» TEXTO DADO
Es que el Estado “liberal” era abiertamente despótico, gobernado por una verdadera casta de oligarcas, que se opuso a sangre y fuego a conceder derechos que hoy asociamos de manera inseparable con la ciudadanía. Esta clase de estancieros se dedicó de hecho a consolidar al Estado como herramienta del avance de grandes plantaciones capitalistas o haciendas a costa de desplazar a los pequeños productores y comunidades, como ocurrió en el Chaco, La Pampa y la Patagonia; y participó con la Triple Alianza contra el Paraguay en una guerra infame al servicio de Inglaterra, que destruyó la industria guaraní e hizo de ese país uno de los más pobres en todo el período posterior. La época idílica del “libre mercado”.
Todo esto es una ilustración de los tiempos en que se consolidaba el mercado mundial capitalista, copado por grandes potencias, dando lugar a la era de los imperios que se repartían el mundo en zonas de influencia. Argentina, con su economía semicolonial, encajaba entonces como complemento perfecto de la hegemonía británica, que se aseguraba el abastecimiento de materias primas para su industria y un destino para sus productos y la inversión de sus capitales. Como esta era una relación de dependencia, la economía nacional se vino a pique junto con el predominio inglés y el ascenso de una potencia como Estados Unidos, que era en cambio competidor de las exportaciones argentas.

» CONSIGNA
Según el texto dado, ¿con qué alianza participó la clase de estancieros en la guerra contra el Paraguay? Por favor, básate solo en el texto dado.

» LÍNEAS MOSTRADAS
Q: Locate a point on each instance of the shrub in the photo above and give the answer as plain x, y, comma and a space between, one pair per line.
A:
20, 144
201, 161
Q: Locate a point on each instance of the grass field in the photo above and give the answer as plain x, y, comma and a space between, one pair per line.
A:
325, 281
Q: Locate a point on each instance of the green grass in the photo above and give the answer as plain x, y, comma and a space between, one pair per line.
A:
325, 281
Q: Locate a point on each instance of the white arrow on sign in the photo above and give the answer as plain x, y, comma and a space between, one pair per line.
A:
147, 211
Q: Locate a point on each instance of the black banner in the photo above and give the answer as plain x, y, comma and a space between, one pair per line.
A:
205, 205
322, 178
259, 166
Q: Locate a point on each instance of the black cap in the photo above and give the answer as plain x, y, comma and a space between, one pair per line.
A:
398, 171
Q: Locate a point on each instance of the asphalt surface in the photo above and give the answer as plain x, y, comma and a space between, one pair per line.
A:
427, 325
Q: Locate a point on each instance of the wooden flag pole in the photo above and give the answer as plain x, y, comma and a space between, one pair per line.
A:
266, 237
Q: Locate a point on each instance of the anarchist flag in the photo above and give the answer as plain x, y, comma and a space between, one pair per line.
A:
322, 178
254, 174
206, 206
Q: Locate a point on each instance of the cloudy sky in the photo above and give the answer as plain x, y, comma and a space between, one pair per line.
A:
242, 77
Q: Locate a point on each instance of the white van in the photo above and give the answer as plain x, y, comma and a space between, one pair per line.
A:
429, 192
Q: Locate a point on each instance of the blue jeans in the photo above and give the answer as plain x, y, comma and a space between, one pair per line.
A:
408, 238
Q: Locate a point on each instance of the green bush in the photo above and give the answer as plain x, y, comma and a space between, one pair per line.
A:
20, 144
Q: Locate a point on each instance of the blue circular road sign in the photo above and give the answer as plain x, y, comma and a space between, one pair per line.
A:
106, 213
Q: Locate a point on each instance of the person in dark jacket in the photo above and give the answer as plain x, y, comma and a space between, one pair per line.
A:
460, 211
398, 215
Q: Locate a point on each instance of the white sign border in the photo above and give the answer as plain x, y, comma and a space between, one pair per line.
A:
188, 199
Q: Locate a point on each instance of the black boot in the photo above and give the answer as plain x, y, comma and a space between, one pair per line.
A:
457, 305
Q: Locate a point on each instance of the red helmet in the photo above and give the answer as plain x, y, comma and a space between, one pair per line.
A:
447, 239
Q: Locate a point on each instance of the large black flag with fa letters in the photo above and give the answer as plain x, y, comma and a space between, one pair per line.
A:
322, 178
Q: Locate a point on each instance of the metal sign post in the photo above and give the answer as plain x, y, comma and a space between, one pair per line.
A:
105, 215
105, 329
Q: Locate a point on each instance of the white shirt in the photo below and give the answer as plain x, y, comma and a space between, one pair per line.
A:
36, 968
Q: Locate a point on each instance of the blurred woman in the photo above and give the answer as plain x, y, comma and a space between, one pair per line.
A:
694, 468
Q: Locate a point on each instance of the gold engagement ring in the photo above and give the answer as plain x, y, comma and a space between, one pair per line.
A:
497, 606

» RESPUESTA
Con la Triple Alianza.